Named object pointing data

(begin)

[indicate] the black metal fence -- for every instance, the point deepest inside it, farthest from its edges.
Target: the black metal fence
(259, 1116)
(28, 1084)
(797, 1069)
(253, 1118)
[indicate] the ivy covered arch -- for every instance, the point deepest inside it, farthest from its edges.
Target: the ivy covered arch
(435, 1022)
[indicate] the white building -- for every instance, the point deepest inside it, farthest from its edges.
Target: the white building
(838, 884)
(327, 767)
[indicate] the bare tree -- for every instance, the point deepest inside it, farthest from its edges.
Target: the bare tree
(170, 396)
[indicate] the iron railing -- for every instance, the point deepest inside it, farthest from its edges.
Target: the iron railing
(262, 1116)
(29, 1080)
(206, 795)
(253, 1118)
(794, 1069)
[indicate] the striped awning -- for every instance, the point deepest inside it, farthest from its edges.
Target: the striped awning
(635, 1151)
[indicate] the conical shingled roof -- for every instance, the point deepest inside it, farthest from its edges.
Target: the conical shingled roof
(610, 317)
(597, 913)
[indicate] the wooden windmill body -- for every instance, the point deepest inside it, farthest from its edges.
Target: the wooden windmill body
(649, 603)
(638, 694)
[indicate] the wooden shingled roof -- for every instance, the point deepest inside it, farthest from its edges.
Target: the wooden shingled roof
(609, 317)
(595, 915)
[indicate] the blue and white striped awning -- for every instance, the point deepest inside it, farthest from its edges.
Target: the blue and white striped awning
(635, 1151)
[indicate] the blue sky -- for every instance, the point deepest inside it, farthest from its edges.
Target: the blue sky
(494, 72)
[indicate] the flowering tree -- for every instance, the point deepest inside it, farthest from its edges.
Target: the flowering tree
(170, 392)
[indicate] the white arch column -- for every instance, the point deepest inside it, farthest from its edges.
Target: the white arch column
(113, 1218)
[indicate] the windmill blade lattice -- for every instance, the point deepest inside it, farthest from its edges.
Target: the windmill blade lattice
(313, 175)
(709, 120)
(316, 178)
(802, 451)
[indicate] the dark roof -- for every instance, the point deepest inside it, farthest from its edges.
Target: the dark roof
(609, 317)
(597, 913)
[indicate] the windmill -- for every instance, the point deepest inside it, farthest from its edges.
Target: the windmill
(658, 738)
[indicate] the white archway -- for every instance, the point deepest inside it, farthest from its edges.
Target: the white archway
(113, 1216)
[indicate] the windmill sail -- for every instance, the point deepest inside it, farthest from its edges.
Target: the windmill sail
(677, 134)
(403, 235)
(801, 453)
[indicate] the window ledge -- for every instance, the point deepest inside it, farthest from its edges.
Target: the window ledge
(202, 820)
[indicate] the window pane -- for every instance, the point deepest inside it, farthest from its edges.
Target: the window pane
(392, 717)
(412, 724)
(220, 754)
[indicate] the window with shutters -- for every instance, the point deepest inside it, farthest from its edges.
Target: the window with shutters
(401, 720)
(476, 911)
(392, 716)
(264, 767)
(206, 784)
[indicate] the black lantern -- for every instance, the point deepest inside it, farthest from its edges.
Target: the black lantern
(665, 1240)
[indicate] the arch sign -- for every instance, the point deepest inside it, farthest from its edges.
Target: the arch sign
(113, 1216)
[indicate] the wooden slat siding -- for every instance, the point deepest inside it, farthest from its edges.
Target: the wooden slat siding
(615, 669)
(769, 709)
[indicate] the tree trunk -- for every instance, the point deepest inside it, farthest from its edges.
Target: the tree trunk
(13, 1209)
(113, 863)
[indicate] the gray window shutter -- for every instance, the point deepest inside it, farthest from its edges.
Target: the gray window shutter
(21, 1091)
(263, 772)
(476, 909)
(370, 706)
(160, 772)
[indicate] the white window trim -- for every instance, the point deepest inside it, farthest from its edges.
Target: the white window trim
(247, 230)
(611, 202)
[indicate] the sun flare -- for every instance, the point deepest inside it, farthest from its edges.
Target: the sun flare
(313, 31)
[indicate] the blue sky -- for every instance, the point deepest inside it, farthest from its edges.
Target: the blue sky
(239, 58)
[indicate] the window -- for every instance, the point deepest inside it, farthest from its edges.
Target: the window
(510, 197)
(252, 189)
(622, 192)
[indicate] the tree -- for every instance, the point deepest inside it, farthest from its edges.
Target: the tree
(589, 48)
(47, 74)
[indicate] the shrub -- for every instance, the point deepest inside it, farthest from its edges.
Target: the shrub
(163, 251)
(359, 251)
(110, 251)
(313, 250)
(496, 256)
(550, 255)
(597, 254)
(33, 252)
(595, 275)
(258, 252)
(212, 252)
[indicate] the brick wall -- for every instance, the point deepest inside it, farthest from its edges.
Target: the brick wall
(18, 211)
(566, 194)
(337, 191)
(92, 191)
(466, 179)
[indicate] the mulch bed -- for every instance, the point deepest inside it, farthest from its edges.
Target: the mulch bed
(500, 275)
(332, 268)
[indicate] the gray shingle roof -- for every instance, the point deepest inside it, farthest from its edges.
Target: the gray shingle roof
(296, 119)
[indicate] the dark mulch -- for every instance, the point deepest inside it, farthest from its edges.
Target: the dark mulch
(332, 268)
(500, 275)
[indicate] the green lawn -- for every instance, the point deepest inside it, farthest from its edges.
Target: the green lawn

(end)

• _Given request_: Transcribe verbatim everything in the data from the line containing "[indicate] the ivy" down to the line containing "(113, 1218)", including both of those lines.

• _Final result_:
[indicate] the ivy covered arch -- for every instance, the point deepest inside it, farthest from its edges.
Target: the ivy covered arch
(435, 1022)
[indicate] the white building -- for every instance, the point deepest inside it, farthest from its edges.
Target: the white building
(838, 884)
(327, 767)
[indicate] the bare tree -- for every instance, the point deepest inside it, farthest from its edges.
Target: the bare tree
(170, 396)
[indicate] the iron railing -- for every instance, the point deepest inside it, farthest from its edges.
Target: the iron railing
(262, 1116)
(29, 1080)
(206, 795)
(253, 1118)
(794, 1069)
[indicate] the striped awning -- for every instance, the point deepest inside it, farthest from its edges.
Target: the striped awning
(635, 1151)
[indicate] the conical shingled roof -- for every instance, the point deepest inside it, farthest from its edges.
Target: the conical shingled roof
(610, 317)
(597, 913)
[indicate] the wooden windmill body -- for every instance, the point deepest inside it, farthest from its edges.
Target: the wooden windmill body
(649, 603)
(638, 694)
[indicate] the wooden shingled roof -- for every instance, the point deepest inside it, farthest from its edges.
Target: the wooden shingled roof
(609, 317)
(595, 915)
[indicate] the blue and white striped awning -- for every instance, the point deepest inside it, farthest from its edges.
Target: the blue and white striped awning
(635, 1151)
[indicate] the blue sky -- for every instance, the point deepest inside it, farthest from its edges.
Target: the blue sky
(494, 72)
[indicate] the flowering tree -- for every instance, the point deepest inside it, farthest from its edges.
Target: the flowering tree
(170, 392)
[indicate] the white arch column -- for every instance, the point deepest inside it, farthest from its edges.
Target: the white arch column
(113, 1218)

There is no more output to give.